**SOURCE PASSAGE:**
# # # #
# Need help with PHP script for IP address of sites



## jeetesting (Apr 30, 2008)

Need help with PHP script for IP address of sites

Hi All
I need some assistance with getting the IP address of a web site. 

Basically I have to write a PHP page where if a site name is supplied it would return back the IP address of the site as well as specify if the IP Address is Dedicated for that site or a Shared IP Address

I have figured out how to get the IP address of a site in PHP however I am not able to figure out how can I find out whether that IP address is static i.e. dedicated IP for the site or a shared IP that the site is using.  

Does anyone know how to get around this problem, using PHP how can I figure out if an IP address of the site is a Dedicated IP address for that site or whether that IP is a shared one.

Any help on this matter is appreciated

Cheers
Asif


----------



## Captain Code (May 1, 2008)

You could try doing a reverse DNS lookup on that IP address.  Most likely you will get something else other than the original domain because most websites are hosted on servers with many other web sites.


----------



## jeetesting (May 2, 2008)

You could try doing a reverse DNS lookup on that IP address. Most likely you will get something else other than the original domain because most websites are hosted on servers with many other web sites.

----------------------------------------------------------------------------

I need all websites on that ip.
# # # #
**SUPPLIED ENTRIES:**
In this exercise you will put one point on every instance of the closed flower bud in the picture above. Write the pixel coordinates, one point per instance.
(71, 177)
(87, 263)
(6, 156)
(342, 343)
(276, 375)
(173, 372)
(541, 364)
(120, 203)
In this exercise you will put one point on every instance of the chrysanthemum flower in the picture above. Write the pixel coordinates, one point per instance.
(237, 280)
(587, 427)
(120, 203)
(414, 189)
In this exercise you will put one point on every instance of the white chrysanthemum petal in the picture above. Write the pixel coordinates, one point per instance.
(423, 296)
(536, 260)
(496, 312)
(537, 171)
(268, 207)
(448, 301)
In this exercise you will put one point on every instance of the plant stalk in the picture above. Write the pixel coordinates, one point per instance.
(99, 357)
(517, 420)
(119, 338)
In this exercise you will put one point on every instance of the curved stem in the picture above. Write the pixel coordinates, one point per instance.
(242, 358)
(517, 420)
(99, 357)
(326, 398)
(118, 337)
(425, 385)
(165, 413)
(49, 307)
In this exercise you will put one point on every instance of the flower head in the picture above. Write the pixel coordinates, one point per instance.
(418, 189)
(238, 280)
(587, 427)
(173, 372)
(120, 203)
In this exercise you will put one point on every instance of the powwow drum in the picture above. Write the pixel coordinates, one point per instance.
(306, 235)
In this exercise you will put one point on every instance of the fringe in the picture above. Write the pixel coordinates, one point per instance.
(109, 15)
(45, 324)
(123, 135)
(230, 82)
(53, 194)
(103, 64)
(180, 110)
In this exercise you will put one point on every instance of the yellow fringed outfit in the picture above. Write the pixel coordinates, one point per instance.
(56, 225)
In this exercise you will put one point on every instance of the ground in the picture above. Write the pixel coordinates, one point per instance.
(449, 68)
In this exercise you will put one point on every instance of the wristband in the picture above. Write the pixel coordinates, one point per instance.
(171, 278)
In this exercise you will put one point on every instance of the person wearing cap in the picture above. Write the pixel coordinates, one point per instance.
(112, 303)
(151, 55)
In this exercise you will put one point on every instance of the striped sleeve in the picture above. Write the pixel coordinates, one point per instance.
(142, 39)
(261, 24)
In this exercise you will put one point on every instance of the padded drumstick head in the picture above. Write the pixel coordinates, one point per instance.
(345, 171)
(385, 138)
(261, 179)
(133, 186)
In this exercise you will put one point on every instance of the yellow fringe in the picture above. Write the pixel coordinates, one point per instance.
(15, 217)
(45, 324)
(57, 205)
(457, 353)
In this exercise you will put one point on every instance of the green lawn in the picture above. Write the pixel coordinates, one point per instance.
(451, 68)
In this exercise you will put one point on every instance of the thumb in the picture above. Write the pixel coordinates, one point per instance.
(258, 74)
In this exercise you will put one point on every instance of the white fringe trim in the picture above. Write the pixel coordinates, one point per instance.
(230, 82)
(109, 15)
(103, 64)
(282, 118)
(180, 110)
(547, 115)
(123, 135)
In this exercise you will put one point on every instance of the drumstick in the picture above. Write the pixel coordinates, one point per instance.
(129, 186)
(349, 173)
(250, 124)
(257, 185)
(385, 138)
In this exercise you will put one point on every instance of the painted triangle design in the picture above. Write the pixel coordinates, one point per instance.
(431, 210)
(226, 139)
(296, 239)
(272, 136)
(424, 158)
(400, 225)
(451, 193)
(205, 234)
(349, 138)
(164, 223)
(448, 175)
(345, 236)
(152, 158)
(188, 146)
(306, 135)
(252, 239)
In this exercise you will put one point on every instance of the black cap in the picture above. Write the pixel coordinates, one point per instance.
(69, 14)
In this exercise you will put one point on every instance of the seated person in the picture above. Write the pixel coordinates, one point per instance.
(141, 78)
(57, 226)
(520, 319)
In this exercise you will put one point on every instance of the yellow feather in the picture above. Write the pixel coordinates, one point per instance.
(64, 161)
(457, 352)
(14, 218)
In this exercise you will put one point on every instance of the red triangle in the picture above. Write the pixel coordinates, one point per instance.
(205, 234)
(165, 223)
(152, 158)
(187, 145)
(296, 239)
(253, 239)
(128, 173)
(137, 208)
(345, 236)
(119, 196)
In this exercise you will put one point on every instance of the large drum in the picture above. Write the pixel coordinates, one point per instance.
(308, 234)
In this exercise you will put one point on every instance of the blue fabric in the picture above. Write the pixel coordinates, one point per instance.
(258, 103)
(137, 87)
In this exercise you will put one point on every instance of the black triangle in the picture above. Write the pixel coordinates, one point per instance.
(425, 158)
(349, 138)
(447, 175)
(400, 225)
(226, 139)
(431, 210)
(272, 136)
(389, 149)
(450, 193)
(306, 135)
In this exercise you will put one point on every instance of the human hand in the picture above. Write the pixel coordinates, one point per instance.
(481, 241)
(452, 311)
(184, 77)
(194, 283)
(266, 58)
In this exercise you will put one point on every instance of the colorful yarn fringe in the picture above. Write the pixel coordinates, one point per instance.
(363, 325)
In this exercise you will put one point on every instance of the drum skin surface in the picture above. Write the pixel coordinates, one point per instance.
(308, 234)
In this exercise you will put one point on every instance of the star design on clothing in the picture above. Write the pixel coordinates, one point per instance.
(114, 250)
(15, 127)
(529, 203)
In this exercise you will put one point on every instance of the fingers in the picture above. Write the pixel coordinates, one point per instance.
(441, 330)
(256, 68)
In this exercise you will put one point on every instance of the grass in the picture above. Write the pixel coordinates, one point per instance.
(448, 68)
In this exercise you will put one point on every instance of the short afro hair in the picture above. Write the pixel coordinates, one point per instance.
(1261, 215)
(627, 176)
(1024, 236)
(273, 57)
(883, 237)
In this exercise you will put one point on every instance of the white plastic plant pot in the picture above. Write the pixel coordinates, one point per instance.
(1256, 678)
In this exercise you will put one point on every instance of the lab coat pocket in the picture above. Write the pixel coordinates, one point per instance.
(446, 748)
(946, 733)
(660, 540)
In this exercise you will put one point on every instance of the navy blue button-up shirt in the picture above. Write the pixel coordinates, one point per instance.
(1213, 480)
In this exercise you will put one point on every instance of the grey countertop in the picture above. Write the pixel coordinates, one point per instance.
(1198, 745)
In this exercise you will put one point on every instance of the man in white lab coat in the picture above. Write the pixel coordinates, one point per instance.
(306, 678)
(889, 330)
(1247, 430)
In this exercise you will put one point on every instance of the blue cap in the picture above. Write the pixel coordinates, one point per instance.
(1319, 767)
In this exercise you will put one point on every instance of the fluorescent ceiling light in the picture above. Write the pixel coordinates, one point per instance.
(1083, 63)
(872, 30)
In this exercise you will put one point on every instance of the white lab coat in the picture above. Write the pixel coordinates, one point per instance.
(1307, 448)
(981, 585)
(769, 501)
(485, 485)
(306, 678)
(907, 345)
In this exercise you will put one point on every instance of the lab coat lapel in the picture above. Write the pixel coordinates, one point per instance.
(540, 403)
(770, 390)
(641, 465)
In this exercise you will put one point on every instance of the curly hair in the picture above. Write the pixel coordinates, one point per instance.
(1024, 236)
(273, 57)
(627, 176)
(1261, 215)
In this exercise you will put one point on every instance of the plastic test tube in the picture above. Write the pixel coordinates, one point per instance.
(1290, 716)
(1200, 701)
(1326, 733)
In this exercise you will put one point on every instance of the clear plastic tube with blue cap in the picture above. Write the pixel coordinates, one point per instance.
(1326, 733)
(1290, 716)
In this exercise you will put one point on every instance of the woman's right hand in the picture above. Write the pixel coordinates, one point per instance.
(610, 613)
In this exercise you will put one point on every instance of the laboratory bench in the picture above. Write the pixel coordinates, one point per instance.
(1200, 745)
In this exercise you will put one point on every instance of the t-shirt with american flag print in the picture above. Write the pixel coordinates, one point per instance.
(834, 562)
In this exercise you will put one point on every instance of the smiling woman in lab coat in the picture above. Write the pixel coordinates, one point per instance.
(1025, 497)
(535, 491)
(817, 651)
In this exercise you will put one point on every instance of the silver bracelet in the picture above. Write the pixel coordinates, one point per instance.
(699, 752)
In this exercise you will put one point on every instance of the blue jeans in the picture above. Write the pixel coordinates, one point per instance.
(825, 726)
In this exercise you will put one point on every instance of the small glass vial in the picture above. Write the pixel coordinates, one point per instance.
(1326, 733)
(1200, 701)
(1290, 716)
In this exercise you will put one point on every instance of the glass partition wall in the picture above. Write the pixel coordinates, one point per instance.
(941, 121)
# # # #
**WORK TO COMPLETE:**
A - In the PHP IP address thread, what does Captain Code suggest doing with the IP address?
B - In the PHP IP address thread, rewrite the paragraph beginning "Basically I have to write a PHP page" as a short list that keeps its main facts.
C - Resume the PHP IP address thread after its final post by writing the next reply.

**ANSWERS TO THE PROBLEMS:**
A - A reverse DNS lookup on that IP address.

B -
The PHP page must:
- accept a site name
- return that site's IP address
- say whether the IP address is dedicated to the site or shared

C -
How it's possible using php script?

Any suggestion give me, How can create script other sites hosted on same ip.

Cheers
Asif


----------



## billbaloney (May 11, 2008)

Did you ever figure this out?

The first question is this: How would you go about determining a dedicated vs. shared IP programmatically, using any language?

In a shell, I would use dig with the +short=1 flag to get a terse answer.

dig +short mydomain.com
[response: 1.2.3.4]
dig +short -x 1.2.3.4
[response: somedomain.com]

If the response to #2 isn't the same as the domain you started with, then you've *probably* got a shared hosting situation.


----------



## ksv (May 20, 2008)

Bill's method should work as well as you can get it programatically without having to index the web with a spider or refer to an existing index.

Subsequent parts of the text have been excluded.